— WORK TO BE COMPLETED —
Reproduce the section of the Bolton book passage from "But while the" up to and including "548 (D.C.Cir. 2003).", swapping "Bolton" for "the author".

───── DOCUMENT SECTION ─────

Based on excerpts of the 592-page book published in the Wall Street Journal, Bolton reveals that at a June 29, 2019, meeting in Osaka, Japan, President Trump asked Chinese President Xi Jinping to help him in the 2020 election by buying more agricultural products to boost Trump's support among U.S. farmers. According to Bolton, Trump regularly does "personal favors to dictators he likes" and he shrugged off China's human rights violations against Uighur Muslims. Bolton writes that Trump said reporters were "scumbags," who "should be executed." Trump added that the DOJ should "arrest" reporters, "force them to serve time in jail and then demand they disclose the sources. The book is full of these unflattering eyewitness disclosures. But Bolton is evenhanded in his criticism claiming that the Democrats were guilty of "impeachment malpractice," despite the fact that he refused to testify at the hearings. This prompted Rep. Adam Schiff to quip that Bolton "may be an author, but he is no patriot."

Bolton, who was reportedly paid a $2 million advance by his publisher Simon & Schuster, is an unlikely First Amendment hero, but the government's actions and threats raise serious legal and constitutional issues. The ACLU immediately issued a statement arguing that the civil lawsuit is "doomed to fail," citing the famous Pentagon Papers decision in which the U.S. Supreme Court rejected the Nixon administration's attempt to block the release of a Defense Department study of the Vietnam War. Ben Wizner, director of the ACLU's Project on Speech, Privacy, and Technology, said "As usual, the government's threats have nothing to do with safeguarding national security and everything to do with avoiding scandal and embarrassment."

But while the Pentagon Papers decision (New York Times v. United States, 403 U.S. 713 (1971)), provides ample support for robust First Amendment protection against prior restraints, the government is likely to argue that the case did not involve a former high-ranking official like Bolton who signed three different non-disclosure agreements under which he agreed to submit any manuscript he might write to pre-publication review to eliminate any classified information and agreed to await "written authorization" before publishing. The courts have held that any government employee who agrees not to disclose classified information, "simply has no first amendment right to publish" such information. Stillman v. CIA, 319 F.3d 546, 548 (D.C.Cir. 2003).

───── ENTRIES SUPPLIED ─────

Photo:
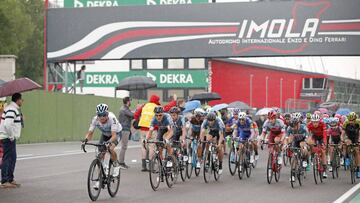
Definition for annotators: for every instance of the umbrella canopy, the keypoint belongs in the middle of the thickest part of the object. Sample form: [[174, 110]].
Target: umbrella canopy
[[17, 86], [206, 96], [192, 105], [239, 105], [343, 111], [218, 107], [263, 111], [323, 110], [136, 83]]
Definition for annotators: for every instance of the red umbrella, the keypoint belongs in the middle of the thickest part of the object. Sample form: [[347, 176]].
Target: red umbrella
[[17, 86]]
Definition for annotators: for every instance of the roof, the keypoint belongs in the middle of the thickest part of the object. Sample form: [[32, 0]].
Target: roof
[[270, 67]]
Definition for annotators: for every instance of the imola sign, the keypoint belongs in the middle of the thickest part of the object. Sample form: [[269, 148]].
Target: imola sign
[[302, 28]]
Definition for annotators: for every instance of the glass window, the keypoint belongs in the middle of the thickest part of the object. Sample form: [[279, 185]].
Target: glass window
[[179, 93], [155, 64], [306, 83], [318, 83], [197, 63], [175, 63], [156, 92], [136, 64]]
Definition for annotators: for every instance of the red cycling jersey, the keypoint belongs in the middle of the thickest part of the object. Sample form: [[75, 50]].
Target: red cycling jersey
[[319, 131]]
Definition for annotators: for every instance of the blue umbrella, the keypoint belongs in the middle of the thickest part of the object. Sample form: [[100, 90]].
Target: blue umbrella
[[218, 107], [191, 105], [343, 111]]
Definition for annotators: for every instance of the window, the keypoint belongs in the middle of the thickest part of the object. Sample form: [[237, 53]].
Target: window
[[318, 83], [155, 64], [136, 64], [196, 63], [306, 83], [175, 63], [179, 93]]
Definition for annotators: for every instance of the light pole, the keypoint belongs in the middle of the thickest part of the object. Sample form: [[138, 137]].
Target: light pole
[[266, 97], [251, 77]]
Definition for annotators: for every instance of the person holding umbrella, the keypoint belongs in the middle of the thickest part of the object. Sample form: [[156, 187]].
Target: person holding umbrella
[[10, 131]]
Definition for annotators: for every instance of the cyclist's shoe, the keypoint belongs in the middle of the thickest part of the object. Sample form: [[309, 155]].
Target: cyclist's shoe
[[198, 165], [123, 166], [96, 185], [304, 164]]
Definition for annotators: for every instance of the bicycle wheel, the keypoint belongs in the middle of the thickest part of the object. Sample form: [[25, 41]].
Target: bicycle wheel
[[248, 164], [293, 171], [315, 169], [182, 168], [352, 169], [232, 161], [207, 166], [215, 168], [269, 171], [95, 179], [155, 173], [171, 172], [113, 183]]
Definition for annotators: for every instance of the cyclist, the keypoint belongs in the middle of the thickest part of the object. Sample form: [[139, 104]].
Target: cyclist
[[196, 122], [276, 129], [297, 133], [350, 135], [318, 132], [215, 128], [179, 128], [162, 124], [245, 131], [110, 129], [334, 134]]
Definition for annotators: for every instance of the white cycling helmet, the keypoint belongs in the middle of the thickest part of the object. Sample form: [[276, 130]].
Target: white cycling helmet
[[199, 112], [242, 115], [102, 109], [315, 117]]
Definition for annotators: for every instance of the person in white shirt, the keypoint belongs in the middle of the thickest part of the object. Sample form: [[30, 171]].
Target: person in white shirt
[[10, 131]]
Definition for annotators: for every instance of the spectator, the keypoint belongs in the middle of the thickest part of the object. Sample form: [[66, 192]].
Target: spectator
[[144, 115], [10, 131], [125, 118]]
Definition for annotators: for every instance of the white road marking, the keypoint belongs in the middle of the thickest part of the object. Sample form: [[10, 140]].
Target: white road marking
[[347, 194], [65, 153]]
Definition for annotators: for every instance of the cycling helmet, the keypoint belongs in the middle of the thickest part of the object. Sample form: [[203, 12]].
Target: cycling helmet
[[159, 109], [308, 115], [211, 116], [199, 112], [272, 114], [242, 115], [352, 116], [287, 115], [315, 117], [174, 109], [102, 109], [236, 111]]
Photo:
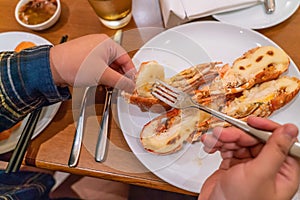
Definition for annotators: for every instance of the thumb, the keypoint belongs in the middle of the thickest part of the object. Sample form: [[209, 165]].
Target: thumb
[[276, 150]]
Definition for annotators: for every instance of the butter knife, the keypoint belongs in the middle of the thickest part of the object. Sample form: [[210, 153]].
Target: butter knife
[[269, 6], [102, 138], [77, 142]]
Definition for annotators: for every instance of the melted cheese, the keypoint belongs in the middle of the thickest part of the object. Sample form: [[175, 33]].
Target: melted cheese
[[148, 73]]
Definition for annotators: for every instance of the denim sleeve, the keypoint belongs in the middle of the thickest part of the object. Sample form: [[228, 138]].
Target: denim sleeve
[[26, 84]]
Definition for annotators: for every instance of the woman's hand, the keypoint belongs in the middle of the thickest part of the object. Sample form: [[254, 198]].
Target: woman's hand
[[92, 60], [251, 169]]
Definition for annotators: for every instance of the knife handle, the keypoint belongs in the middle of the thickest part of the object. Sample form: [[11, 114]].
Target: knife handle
[[77, 142], [102, 138]]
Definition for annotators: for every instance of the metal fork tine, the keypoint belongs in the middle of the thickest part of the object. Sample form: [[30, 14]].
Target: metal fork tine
[[169, 87], [162, 98], [165, 90]]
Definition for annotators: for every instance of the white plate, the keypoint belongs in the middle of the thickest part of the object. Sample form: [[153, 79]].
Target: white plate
[[8, 41], [256, 18], [177, 48]]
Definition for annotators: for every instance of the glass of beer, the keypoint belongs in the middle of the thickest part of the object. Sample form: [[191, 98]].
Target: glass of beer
[[113, 13]]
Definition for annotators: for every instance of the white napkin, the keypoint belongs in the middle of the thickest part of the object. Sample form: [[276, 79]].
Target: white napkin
[[176, 12]]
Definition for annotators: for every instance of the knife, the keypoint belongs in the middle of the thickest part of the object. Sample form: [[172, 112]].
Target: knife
[[269, 6], [77, 142], [102, 138]]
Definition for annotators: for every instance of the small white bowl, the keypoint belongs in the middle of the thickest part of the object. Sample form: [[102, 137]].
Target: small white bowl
[[42, 26]]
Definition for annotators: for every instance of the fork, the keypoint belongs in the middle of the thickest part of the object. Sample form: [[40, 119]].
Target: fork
[[181, 100]]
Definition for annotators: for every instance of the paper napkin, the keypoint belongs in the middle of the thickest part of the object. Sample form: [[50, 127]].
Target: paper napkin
[[176, 12]]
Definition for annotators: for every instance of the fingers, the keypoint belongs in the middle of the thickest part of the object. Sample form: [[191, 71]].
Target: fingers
[[229, 138], [275, 152]]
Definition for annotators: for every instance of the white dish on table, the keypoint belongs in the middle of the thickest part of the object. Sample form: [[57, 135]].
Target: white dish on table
[[8, 41], [255, 17], [178, 48]]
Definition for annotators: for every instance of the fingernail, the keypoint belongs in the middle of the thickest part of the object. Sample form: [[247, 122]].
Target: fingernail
[[290, 130]]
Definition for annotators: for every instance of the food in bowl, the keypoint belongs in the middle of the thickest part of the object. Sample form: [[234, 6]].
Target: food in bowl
[[37, 11]]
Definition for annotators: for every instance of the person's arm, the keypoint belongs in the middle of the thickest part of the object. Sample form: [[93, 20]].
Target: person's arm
[[39, 76], [26, 84], [92, 60], [251, 169]]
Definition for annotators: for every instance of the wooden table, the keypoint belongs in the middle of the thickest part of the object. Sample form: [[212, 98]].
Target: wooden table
[[51, 149]]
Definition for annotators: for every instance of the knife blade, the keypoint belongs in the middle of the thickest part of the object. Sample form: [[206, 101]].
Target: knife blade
[[102, 137], [269, 6]]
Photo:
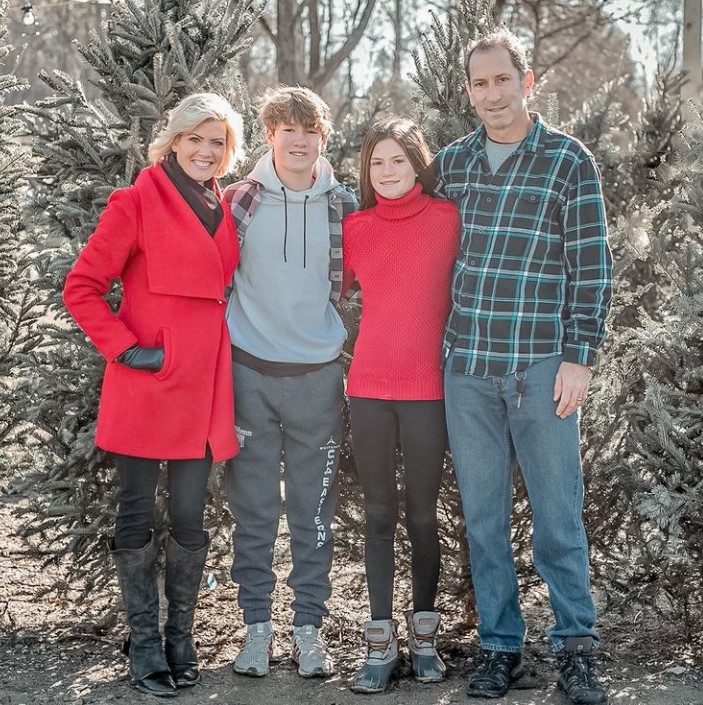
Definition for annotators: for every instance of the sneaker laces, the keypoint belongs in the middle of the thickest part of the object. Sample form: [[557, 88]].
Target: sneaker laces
[[258, 639], [501, 659], [308, 642], [579, 670]]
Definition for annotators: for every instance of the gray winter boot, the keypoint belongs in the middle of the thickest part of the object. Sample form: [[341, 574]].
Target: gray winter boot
[[428, 667], [184, 571], [136, 573], [382, 657]]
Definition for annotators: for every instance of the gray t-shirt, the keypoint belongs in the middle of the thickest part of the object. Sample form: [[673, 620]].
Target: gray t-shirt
[[498, 152]]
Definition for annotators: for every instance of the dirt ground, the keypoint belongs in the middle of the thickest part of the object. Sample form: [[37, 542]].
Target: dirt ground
[[52, 651]]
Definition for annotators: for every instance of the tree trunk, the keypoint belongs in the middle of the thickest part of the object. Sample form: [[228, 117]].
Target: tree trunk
[[286, 45]]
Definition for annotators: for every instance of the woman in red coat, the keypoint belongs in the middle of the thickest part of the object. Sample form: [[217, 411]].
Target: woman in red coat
[[167, 389]]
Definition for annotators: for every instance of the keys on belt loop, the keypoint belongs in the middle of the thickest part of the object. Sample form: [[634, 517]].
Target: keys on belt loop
[[520, 377]]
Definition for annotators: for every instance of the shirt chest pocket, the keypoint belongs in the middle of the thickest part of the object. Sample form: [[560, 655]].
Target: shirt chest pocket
[[531, 207], [458, 193]]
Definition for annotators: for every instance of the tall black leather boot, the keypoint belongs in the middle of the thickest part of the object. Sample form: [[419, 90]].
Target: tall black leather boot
[[136, 573], [184, 571]]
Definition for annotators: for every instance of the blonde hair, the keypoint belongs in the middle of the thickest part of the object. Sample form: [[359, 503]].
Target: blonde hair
[[191, 112], [295, 105]]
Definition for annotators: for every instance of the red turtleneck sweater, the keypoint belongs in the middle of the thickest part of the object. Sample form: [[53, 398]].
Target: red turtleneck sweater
[[402, 253]]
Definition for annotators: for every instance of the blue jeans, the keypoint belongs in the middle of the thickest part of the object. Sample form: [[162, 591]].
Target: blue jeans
[[488, 435]]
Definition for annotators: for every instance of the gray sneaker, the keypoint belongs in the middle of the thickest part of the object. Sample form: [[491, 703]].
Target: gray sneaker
[[253, 659], [310, 654]]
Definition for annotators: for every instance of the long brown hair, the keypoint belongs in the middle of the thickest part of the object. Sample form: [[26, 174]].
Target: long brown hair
[[407, 134]]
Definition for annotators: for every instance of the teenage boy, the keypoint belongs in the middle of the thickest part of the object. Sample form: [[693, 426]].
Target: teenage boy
[[286, 341], [532, 288]]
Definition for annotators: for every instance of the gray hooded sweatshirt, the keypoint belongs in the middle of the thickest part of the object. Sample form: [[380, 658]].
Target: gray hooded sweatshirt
[[281, 309]]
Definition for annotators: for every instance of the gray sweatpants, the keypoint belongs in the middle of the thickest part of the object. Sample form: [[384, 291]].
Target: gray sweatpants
[[297, 420]]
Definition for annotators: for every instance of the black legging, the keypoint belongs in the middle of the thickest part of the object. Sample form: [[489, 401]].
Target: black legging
[[377, 426], [187, 490]]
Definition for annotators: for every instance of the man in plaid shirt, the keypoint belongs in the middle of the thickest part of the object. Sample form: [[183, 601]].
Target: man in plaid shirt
[[531, 291]]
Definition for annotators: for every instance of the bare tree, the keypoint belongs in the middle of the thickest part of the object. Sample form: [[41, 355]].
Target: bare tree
[[313, 38]]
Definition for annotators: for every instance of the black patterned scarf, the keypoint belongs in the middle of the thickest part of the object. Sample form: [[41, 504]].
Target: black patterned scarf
[[201, 199]]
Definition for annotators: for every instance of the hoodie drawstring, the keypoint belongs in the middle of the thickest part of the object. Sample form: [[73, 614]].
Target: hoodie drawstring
[[305, 231], [285, 228], [285, 223]]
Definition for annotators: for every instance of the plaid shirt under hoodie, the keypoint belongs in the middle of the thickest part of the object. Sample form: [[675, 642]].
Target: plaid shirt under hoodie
[[533, 278]]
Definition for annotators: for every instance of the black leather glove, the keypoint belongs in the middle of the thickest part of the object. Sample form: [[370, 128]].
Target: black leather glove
[[138, 358]]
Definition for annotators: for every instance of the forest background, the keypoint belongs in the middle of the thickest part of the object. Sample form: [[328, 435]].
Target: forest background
[[82, 92]]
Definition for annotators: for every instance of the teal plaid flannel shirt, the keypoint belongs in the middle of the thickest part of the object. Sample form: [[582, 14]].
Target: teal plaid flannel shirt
[[533, 278]]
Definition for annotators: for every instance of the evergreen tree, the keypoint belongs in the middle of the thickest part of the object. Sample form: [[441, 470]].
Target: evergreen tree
[[145, 58], [17, 301], [652, 393]]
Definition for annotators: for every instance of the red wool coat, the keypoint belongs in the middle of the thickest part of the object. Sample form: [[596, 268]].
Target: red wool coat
[[173, 277]]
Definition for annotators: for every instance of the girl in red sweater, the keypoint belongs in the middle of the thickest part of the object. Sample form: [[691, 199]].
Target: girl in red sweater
[[401, 248]]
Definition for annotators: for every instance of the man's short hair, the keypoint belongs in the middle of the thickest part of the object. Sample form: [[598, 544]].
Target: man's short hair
[[499, 38], [295, 105]]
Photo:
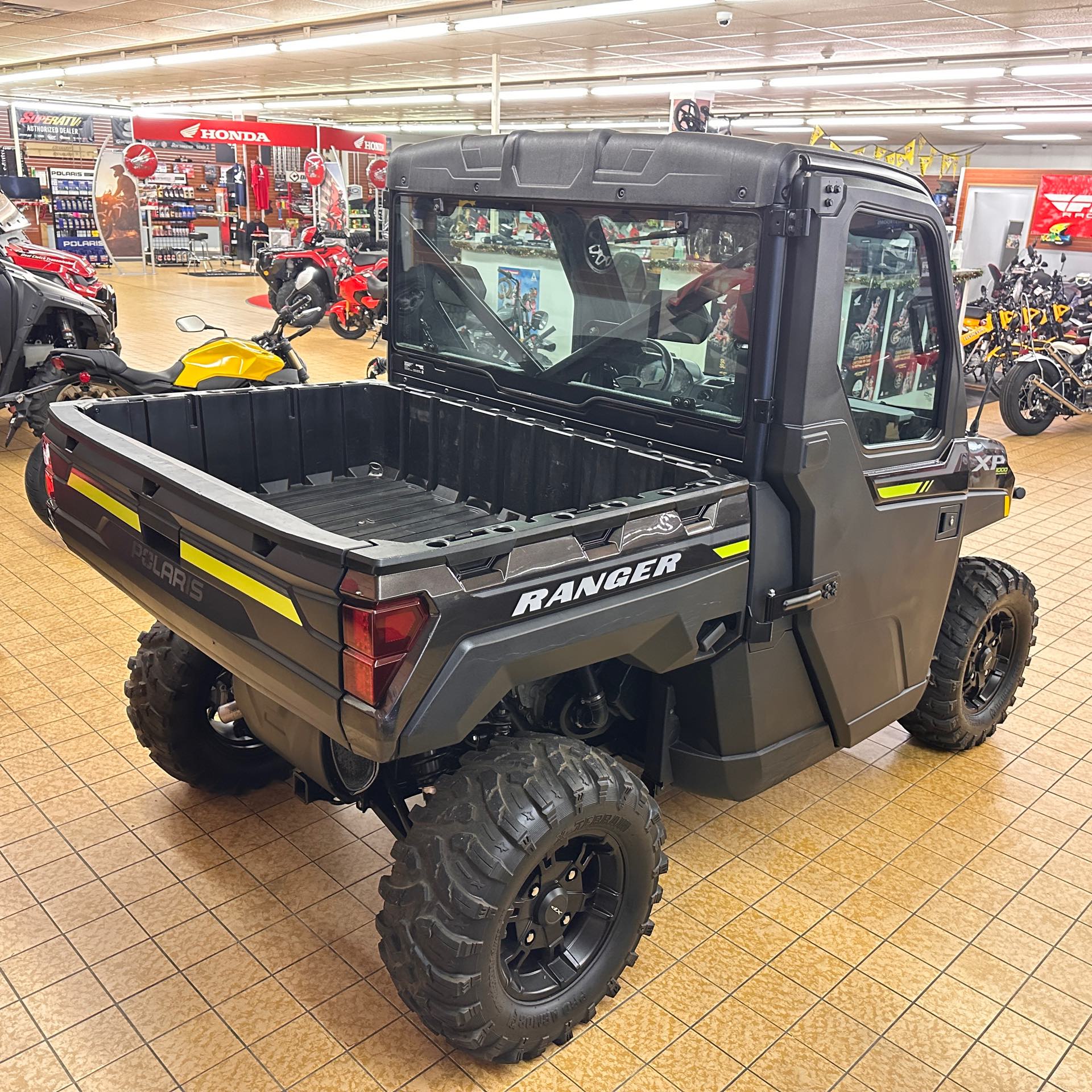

─────

— SOLVED EXERCISE —
But while the Pentagon Papers decision (New York Times v. United States, 403 U.S. 713 (1971)), provides ample support for robust First Amendment protection against prior restraints, the government is likely to argue that the case did not involve a former high-ranking official like the author who signed three different non-disclosure agreements under which he agreed to submit any manuscript he might write to pre-publication review to eliminate any classified information and agreed to await "written authorization" before publishing. The courts have held that any government employee who agrees not to disclose classified information, "simply has no first amendment right to publish" such information. Stillman v. CIA, 319 F.3d 546, 548 (D.C.Cir. 2003).